Some entries:
━━━━━━━━

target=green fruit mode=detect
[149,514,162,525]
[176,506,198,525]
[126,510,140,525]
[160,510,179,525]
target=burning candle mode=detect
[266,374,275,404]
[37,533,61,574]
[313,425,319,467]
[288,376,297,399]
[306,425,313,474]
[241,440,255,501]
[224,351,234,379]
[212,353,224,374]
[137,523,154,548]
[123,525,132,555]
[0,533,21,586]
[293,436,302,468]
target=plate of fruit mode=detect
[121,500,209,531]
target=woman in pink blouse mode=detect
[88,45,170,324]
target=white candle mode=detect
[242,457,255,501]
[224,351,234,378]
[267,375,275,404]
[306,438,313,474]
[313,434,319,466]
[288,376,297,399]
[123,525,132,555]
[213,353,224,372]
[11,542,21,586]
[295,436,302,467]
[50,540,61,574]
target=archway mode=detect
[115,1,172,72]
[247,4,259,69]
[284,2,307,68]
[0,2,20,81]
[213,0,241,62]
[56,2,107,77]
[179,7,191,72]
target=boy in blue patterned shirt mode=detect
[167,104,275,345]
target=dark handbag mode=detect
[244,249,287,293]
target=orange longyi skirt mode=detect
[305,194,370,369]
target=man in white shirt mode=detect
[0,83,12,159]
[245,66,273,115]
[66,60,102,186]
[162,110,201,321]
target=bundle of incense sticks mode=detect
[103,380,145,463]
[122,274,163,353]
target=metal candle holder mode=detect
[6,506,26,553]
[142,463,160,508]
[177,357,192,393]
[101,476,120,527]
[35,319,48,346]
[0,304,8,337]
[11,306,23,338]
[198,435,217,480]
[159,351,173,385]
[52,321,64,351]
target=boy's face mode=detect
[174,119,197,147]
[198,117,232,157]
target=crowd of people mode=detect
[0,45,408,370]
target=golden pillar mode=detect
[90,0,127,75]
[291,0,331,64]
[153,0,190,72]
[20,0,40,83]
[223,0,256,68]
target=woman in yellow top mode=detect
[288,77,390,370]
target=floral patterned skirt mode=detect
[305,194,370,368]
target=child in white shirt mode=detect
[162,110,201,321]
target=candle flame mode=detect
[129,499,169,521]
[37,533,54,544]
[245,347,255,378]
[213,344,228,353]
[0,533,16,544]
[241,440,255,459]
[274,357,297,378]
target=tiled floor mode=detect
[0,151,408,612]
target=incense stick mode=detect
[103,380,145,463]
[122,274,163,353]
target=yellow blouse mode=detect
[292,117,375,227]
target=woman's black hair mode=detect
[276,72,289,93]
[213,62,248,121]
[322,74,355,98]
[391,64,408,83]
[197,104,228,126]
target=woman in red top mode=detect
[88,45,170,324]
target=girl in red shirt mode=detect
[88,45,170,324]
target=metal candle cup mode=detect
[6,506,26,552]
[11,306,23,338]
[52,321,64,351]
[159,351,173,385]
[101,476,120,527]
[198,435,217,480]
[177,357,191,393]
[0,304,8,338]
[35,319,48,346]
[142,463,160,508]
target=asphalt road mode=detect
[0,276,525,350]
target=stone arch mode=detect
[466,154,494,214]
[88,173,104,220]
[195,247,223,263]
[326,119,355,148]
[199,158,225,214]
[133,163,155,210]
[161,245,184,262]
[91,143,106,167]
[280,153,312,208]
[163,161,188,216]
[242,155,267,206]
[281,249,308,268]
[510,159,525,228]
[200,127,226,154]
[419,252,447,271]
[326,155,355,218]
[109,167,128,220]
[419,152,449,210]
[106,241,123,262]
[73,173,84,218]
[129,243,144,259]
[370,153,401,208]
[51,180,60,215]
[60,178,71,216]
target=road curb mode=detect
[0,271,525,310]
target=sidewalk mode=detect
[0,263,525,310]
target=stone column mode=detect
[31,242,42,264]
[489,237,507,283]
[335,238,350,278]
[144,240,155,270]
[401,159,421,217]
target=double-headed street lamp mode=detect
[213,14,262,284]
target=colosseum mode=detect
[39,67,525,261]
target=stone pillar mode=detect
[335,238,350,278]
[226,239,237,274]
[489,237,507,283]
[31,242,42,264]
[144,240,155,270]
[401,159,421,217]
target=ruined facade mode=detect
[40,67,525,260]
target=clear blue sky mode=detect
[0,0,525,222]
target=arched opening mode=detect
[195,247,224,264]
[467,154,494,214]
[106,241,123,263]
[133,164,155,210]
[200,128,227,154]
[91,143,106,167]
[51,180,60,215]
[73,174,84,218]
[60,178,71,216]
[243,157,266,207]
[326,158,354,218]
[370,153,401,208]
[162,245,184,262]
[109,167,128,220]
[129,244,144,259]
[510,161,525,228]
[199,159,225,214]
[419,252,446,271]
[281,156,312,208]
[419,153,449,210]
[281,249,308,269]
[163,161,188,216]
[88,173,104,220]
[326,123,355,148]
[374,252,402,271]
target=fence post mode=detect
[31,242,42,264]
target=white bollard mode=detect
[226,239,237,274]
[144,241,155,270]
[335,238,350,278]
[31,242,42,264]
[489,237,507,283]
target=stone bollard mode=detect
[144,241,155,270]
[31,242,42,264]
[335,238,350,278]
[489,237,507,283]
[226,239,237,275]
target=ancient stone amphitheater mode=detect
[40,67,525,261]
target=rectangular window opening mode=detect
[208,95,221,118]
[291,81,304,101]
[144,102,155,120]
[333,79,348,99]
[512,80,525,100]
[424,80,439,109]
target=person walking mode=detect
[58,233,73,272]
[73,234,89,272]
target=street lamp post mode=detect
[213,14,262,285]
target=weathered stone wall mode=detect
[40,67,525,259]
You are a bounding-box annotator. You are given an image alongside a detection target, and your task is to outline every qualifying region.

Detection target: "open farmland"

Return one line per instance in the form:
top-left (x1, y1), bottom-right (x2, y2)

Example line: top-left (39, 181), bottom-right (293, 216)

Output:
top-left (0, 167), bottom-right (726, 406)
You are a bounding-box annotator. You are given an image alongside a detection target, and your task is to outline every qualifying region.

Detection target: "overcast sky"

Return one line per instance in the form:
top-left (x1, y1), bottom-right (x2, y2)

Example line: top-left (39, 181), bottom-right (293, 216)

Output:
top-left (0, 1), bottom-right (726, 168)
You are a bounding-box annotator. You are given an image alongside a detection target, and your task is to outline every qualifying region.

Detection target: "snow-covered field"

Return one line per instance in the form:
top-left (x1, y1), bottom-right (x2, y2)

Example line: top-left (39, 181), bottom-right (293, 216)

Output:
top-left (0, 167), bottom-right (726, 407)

━━━━━━━━

- Aim
Please turn the entries above into a JSON array of strings, with one string for each line and no strings for blank lines.

- Answer to the task
[
  "target=green fruit mode=detect",
  "[149,514,162,525]",
  "[176,506,198,525]",
  "[126,510,140,525]",
  "[160,510,179,525]",
  "target=burning candle mode=detect",
  "[266,374,275,404]",
  "[37,533,61,574]",
  "[313,425,319,467]",
  "[288,376,297,399]",
  "[306,425,313,474]",
  "[241,440,255,501]",
  "[224,351,234,379]",
  "[212,353,224,374]",
  "[137,523,154,548]",
  "[123,525,132,555]",
  "[0,533,21,586]",
  "[293,436,302,468]",
  "target=plate of fruit mode=detect",
  "[121,500,209,531]",
  "target=woman in pink blouse mode=detect",
  "[88,45,170,324]",
  "target=white candle mode=detect",
  "[242,457,255,501]",
  "[224,351,234,378]",
  "[267,375,275,404]",
  "[306,438,313,474]",
  "[313,434,319,466]",
  "[288,376,297,399]",
  "[123,525,132,555]",
  "[213,353,224,372]",
  "[11,542,21,586]",
  "[295,436,302,467]",
  "[50,540,61,574]",
  "target=archway mode=detect",
  "[115,1,172,72]",
  "[247,4,259,69]",
  "[284,2,307,68]",
  "[0,2,20,81]",
  "[213,0,241,62]",
  "[56,2,107,77]",
  "[179,7,191,72]",
  "target=boy in blue patterned shirt mode=detect",
  "[167,104,275,345]",
  "target=dark handbag mode=detect",
  "[244,249,287,293]",
  "target=orange longyi skirt mode=detect",
  "[305,194,370,369]",
  "target=man in white shirt mode=detect",
  "[0,83,12,159]",
  "[245,66,273,115]",
  "[66,60,102,186]",
  "[162,110,201,321]",
  "target=bundle of incense sticks mode=detect",
  "[103,380,145,463]",
  "[122,274,163,353]",
  "target=metal candle holder mode=detect",
  "[6,506,26,553]",
  "[142,463,160,508]",
  "[177,357,192,393]",
  "[101,476,120,527]",
  "[35,319,48,346]",
  "[0,304,8,337]",
  "[11,306,23,338]",
  "[198,435,217,480]",
  "[159,351,173,385]",
  "[52,321,64,351]",
  "target=boy's face mode=detect",
  "[174,119,197,147]",
  "[198,117,232,157]",
  "target=crowd of people mode=detect",
  "[0,45,408,370]",
  "target=golden pillar mode=detect",
  "[90,0,127,75]",
  "[291,0,331,64]",
  "[153,0,190,72]",
  "[20,0,40,83]",
  "[223,0,256,68]",
  "target=woman in yellow top mode=detect",
  "[288,77,390,370]",
  "target=floral patterned skirt mode=detect",
  "[305,194,370,368]",
  "target=child in white shirt mode=detect",
  "[162,110,201,321]",
  "target=candle flame mode=detect",
  "[129,499,169,521]",
  "[37,533,54,544]",
  "[245,347,255,378]",
  "[213,344,228,353]",
  "[0,533,16,544]",
  "[241,440,255,459]",
  "[274,357,297,378]",
  "target=tiled floor mode=detect",
  "[0,151,408,612]",
  "target=incense stick mode=detect",
  "[103,380,145,463]",
  "[122,274,163,353]",
  "target=yellow blouse mode=detect",
  "[292,117,375,227]",
  "target=woman's black hair mode=detect",
  "[276,72,289,93]",
  "[213,62,248,121]",
  "[322,74,355,98]",
  "[391,64,408,83]",
  "[197,104,228,126]",
  "target=woman in red top mode=detect",
  "[88,45,170,324]",
  "target=girl in red shirt mode=detect",
  "[88,45,170,324]",
  "target=metal candle cup mode=detect",
  "[6,506,26,552]",
  "[11,306,23,338]",
  "[52,321,64,351]",
  "[159,351,173,385]",
  "[101,476,120,527]",
  "[198,435,217,480]",
  "[177,357,191,393]",
  "[0,304,8,338]",
  "[35,319,48,346]",
  "[142,463,160,508]",
  "target=asphalt road mode=detect",
  "[0,276,525,350]",
  "target=stone arch mode=detect",
  "[466,154,494,214]",
  "[88,173,104,220]",
  "[195,247,223,263]",
  "[326,119,355,148]",
  "[199,158,225,214]",
  "[133,163,155,210]",
  "[161,245,184,262]",
  "[91,143,106,167]",
  "[280,153,312,208]",
  "[163,161,188,216]",
  "[242,155,267,206]",
  "[281,249,308,268]",
  "[510,159,525,228]",
  "[200,127,226,154]",
  "[419,252,447,271]",
  "[326,155,355,218]",
  "[109,167,128,220]",
  "[419,152,449,210]",
  "[106,241,123,262]",
  "[73,173,84,218]",
  "[129,243,144,259]",
  "[370,153,401,208]",
  "[51,180,60,215]",
  "[60,178,71,216]",
  "target=road curb mode=detect",
  "[0,271,525,310]",
  "target=sidewalk mode=detect",
  "[0,263,525,310]",
  "target=stone column mode=detect",
  "[31,242,42,264]",
  "[489,237,507,283]",
  "[335,238,350,278]",
  "[144,240,155,270]",
  "[401,159,421,217]",
  "target=double-headed street lamp mode=detect",
  "[213,14,262,284]",
  "target=colosseum mode=detect",
  "[39,67,525,261]",
  "target=stone pillar mode=detect",
  "[335,238,350,278]",
  "[226,239,237,274]",
  "[489,237,507,283]",
  "[31,242,42,264]",
  "[144,240,155,270]",
  "[401,159,421,217]",
  "target=ruined facade mode=detect",
  "[40,67,525,260]",
  "target=clear blue sky mode=detect",
  "[0,0,525,222]",
  "target=arched opening mode=detect",
  "[195,247,224,264]",
  "[467,154,494,214]",
  "[106,241,123,263]",
  "[133,164,155,210]",
  "[200,128,227,154]",
  "[91,143,106,167]",
  "[51,180,60,215]",
  "[73,174,84,218]",
  "[60,178,71,216]",
  "[243,157,266,207]",
  "[326,158,354,218]",
  "[370,153,401,208]",
  "[162,245,184,262]",
  "[109,167,128,220]",
  "[129,244,144,259]",
  "[510,161,525,228]",
  "[199,159,225,214]",
  "[419,252,446,271]",
  "[281,156,312,208]",
  "[419,153,449,210]",
  "[281,249,308,269]",
  "[163,161,188,216]",
  "[88,173,104,220]",
  "[326,123,355,148]",
  "[374,252,402,271]",
  "target=fence post mode=detect",
  "[31,242,42,264]",
  "target=white bollard mode=detect",
  "[226,239,237,274]",
  "[144,241,155,270]",
  "[335,238,350,278]",
  "[31,242,42,264]",
  "[489,237,507,283]",
  "target=stone bollard mode=detect",
  "[144,241,155,270]",
  "[31,242,42,264]",
  "[335,238,350,278]",
  "[489,237,507,283]",
  "[226,239,237,275]",
  "target=ancient stone amphitheater mode=detect",
  "[40,67,525,261]",
  "target=rectangular window opening mode=detect",
  "[208,95,221,118]",
  "[291,81,304,101]",
  "[144,102,155,120]",
  "[333,79,348,99]",
  "[512,80,525,100]",
  "[424,80,439,109]",
  "target=person walking mode=detect",
  "[58,233,73,272]",
  "[73,234,89,272]",
  "target=street lamp post mode=detect",
  "[213,14,262,285]",
  "target=weathered stone wall mode=detect",
  "[40,67,525,259]",
  "You are a bounding-box annotator. You are given an image alongside a detection target, and your task is to outline every qualifying region.",
  "Detection target: \"open farmland\"",
  "Return one line per instance in the form:",
  "top-left (x1, y1), bottom-right (x2, y2)",
  "Example line: top-left (39, 181), bottom-right (293, 216)",
  "Output:",
  "top-left (0, 167), bottom-right (726, 406)",
  "You are a bounding-box annotator. You are given an image alongside a detection target, and your task is to outline every qualifying region.",
  "Detection target: \"overcast sky\"",
  "Return one line per instance in the form:",
  "top-left (x1, y1), bottom-right (x2, y2)",
  "Example line: top-left (39, 181), bottom-right (293, 216)",
  "Output:",
  "top-left (0, 1), bottom-right (726, 168)",
  "You are a bounding-box annotator. You are given an image alongside a detection target, and your task is to outline every qualifying region.",
  "Detection target: \"snow-covered field\"",
  "Return one line per instance in the form:",
  "top-left (x1, y1), bottom-right (x2, y2)",
  "Example line: top-left (39, 181), bottom-right (293, 216)",
  "Output:",
  "top-left (0, 167), bottom-right (726, 407)"
]